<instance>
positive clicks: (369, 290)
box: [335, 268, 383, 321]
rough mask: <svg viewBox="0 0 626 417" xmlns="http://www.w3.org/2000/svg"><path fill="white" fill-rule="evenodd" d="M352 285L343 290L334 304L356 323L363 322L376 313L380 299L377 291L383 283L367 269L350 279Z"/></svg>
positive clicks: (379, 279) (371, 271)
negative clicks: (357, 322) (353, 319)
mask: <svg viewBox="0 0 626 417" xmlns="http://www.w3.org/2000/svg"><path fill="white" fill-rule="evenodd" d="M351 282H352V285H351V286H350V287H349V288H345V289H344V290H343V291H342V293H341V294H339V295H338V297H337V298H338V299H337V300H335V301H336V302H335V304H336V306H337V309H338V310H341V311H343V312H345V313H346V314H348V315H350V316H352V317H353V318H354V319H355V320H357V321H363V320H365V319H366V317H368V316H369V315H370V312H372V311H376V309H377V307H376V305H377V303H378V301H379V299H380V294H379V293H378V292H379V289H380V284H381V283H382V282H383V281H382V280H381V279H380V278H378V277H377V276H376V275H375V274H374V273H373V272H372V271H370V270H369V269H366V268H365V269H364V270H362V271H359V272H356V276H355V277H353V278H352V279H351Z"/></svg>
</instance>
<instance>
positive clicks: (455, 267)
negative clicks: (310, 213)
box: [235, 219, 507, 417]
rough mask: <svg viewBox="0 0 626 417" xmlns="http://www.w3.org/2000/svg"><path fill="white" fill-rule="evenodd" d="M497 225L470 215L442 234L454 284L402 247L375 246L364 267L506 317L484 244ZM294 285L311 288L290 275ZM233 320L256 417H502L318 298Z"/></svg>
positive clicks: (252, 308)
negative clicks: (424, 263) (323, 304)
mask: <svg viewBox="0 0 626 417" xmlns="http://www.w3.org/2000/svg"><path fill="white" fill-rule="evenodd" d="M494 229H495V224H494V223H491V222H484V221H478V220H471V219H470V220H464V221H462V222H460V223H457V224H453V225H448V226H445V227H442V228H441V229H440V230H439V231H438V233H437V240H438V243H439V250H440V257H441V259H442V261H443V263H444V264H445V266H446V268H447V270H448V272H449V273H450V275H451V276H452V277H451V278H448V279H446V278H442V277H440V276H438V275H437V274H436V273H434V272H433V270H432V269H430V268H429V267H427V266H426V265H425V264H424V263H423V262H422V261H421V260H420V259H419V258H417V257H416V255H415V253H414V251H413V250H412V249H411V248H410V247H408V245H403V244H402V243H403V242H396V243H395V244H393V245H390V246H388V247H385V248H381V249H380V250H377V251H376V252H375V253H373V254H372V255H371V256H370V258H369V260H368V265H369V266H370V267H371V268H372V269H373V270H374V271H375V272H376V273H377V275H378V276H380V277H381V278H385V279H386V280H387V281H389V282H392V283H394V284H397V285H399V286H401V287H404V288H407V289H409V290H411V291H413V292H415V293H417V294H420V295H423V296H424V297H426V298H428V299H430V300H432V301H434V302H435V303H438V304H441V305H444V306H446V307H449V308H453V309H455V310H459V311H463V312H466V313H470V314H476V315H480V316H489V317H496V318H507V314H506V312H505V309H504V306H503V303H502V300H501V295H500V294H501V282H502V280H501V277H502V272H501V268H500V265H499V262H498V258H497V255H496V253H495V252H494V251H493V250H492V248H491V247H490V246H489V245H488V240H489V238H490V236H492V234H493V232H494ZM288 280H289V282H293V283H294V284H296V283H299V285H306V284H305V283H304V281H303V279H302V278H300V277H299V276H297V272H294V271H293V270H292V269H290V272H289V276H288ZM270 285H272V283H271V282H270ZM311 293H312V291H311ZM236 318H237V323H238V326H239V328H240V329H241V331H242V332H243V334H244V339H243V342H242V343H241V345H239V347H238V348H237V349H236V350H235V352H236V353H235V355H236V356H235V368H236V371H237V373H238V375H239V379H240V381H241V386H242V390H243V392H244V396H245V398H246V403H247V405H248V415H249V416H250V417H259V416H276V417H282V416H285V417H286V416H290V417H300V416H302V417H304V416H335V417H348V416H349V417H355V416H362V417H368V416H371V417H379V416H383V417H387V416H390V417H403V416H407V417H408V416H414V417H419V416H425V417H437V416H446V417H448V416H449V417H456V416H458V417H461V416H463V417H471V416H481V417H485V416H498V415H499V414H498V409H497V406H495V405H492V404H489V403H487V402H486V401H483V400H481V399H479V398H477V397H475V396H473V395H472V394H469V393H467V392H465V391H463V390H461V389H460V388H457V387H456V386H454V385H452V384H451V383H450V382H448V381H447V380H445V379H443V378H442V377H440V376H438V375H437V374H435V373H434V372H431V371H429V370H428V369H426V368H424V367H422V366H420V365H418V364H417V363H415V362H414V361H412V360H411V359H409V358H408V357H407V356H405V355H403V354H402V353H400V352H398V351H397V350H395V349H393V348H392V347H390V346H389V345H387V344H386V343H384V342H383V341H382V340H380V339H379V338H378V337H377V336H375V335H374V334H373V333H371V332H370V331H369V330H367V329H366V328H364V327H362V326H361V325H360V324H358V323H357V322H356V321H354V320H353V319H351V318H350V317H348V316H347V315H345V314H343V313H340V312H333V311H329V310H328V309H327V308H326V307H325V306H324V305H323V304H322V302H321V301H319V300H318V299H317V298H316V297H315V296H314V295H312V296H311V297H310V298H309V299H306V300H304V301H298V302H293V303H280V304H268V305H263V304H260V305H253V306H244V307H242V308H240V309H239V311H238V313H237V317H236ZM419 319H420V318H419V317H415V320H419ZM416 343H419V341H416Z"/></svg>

──────────────────────────────

§ WORK REQUIRED:
The goal is a faithful transcription of every entry above.

§ TASK ANSWER:
<instance>
positive clicks: (369, 290)
box: [335, 268, 383, 321]
rough mask: <svg viewBox="0 0 626 417" xmlns="http://www.w3.org/2000/svg"><path fill="white" fill-rule="evenodd" d="M352 285L343 290L334 304L356 323L363 322L376 313L380 299L377 291L383 283L367 269L350 279Z"/></svg>
positive clicks: (379, 279) (371, 271)
negative clicks: (357, 322) (353, 319)
mask: <svg viewBox="0 0 626 417" xmlns="http://www.w3.org/2000/svg"><path fill="white" fill-rule="evenodd" d="M351 282H352V285H351V286H350V287H349V288H345V289H344V290H343V291H342V293H341V294H339V295H338V297H337V298H338V299H337V300H335V301H336V302H335V304H336V306H337V309H338V310H341V311H343V312H345V313H346V314H348V315H350V316H352V317H353V318H354V319H355V320H357V321H363V320H365V319H366V317H368V316H369V315H370V312H372V311H376V309H377V307H376V305H377V303H378V301H379V299H380V294H379V293H378V292H379V289H380V284H381V283H382V282H383V281H382V280H381V279H380V278H378V277H377V276H376V275H375V274H374V273H373V272H372V271H370V270H369V269H366V268H365V269H364V270H362V271H359V272H356V276H355V277H353V278H352V279H351Z"/></svg>
</instance>
<instance>
positive clicks: (455, 267)
negative clicks: (310, 213)
box: [235, 219, 507, 417]
rough mask: <svg viewBox="0 0 626 417" xmlns="http://www.w3.org/2000/svg"><path fill="white" fill-rule="evenodd" d="M497 225L470 215L442 234L454 284L402 247L375 246L364 267L506 317L484 244ZM294 285L311 288L290 275ZM233 320L256 417H502L318 298Z"/></svg>
positive clicks: (252, 308)
negative clicks: (424, 263) (323, 304)
mask: <svg viewBox="0 0 626 417" xmlns="http://www.w3.org/2000/svg"><path fill="white" fill-rule="evenodd" d="M494 229H495V224H494V223H491V222H484V221H478V220H471V219H470V220H464V221H462V222H460V223H457V224H453V225H448V226H445V227H442V228H441V229H440V230H439V231H438V233H437V240H438V243H439V250H440V257H441V259H442V261H443V263H444V264H445V266H446V268H447V270H448V272H449V273H450V275H451V276H452V277H451V278H448V279H446V278H442V277H440V276H438V275H437V274H436V273H434V272H433V270H432V269H430V268H429V267H427V266H426V265H425V264H424V263H423V262H422V261H421V260H420V259H419V258H417V257H416V255H415V253H414V251H413V250H412V249H411V248H410V247H408V245H403V244H402V243H403V242H396V243H395V244H393V245H390V246H388V247H385V248H381V249H380V250H377V251H376V252H375V253H373V254H372V255H371V256H370V258H369V260H368V265H369V266H370V267H371V268H372V269H373V270H374V271H375V272H376V273H377V275H378V276H380V277H381V278H385V279H386V280H387V281H389V282H392V283H394V284H397V285H399V286H401V287H404V288H407V289H409V290H411V291H413V292H415V293H417V294H420V295H423V296H424V297H426V298H428V299H430V300H432V301H434V302H435V303H438V304H441V305H444V306H446V307H449V308H453V309H455V310H459V311H463V312H466V313H470V314H476V315H480V316H489V317H496V318H507V314H506V312H505V309H504V306H503V303H502V300H501V295H500V294H501V282H502V280H501V277H502V272H501V268H500V265H499V262H498V258H497V255H496V253H495V252H494V251H493V250H492V248H491V247H490V246H489V245H488V240H489V238H490V236H492V234H493V232H494ZM288 280H289V282H293V283H294V284H296V283H299V285H306V284H305V283H304V281H303V279H302V278H300V277H299V276H297V272H294V271H293V270H292V269H290V272H289V276H288ZM270 285H272V283H271V282H270ZM311 293H312V291H311ZM236 318H237V323H238V326H239V328H240V329H241V331H242V332H243V334H244V339H243V342H242V343H241V345H239V347H238V348H237V349H236V350H235V352H236V353H235V355H236V356H235V368H236V371H237V373H238V375H239V379H240V381H241V386H242V390H243V392H244V396H245V398H246V403H247V405H248V415H249V416H250V417H259V416H276V417H282V416H285V417H286V416H290V417H300V416H302V417H304V416H335V417H348V416H349V417H355V416H362V417H368V416H371V417H379V416H383V417H387V416H390V417H403V416H407V417H408V416H414V417H419V416H425V417H437V416H446V417H448V416H449V417H456V416H458V417H461V416H463V417H471V416H481V417H485V416H498V415H499V414H498V409H497V406H495V405H492V404H489V403H487V402H486V401H483V400H481V399H479V398H477V397H475V396H473V395H472V394H469V393H467V392H465V391H463V390H461V389H460V388H457V387H456V386H454V385H452V384H451V383H450V382H448V381H447V380H445V379H443V378H442V377H440V376H438V375H437V374H435V373H434V372H431V371H429V370H428V369H426V368H424V367H422V366H420V365H418V364H417V363H415V362H414V361H412V360H411V359H409V358H408V357H407V356H405V355H403V354H402V353H400V352H398V351H397V350H395V349H393V348H392V347H390V346H389V345H387V344H386V343H384V342H383V341H382V340H380V339H379V338H378V337H377V336H375V335H374V334H373V333H371V332H370V331H369V330H367V329H366V328H364V327H362V326H361V325H360V324H358V323H357V322H356V321H354V320H353V319H351V318H350V317H348V316H347V315H345V314H343V313H340V312H333V311H329V310H328V309H327V308H326V307H325V306H324V305H323V304H322V302H321V301H319V300H318V299H317V298H316V297H315V296H314V295H312V296H311V297H310V298H309V299H306V300H304V301H298V302H293V303H280V304H268V305H263V304H260V305H253V306H244V307H242V308H240V309H239V311H238V313H237V317H236ZM419 319H420V318H419V317H415V320H419ZM416 343H419V341H416Z"/></svg>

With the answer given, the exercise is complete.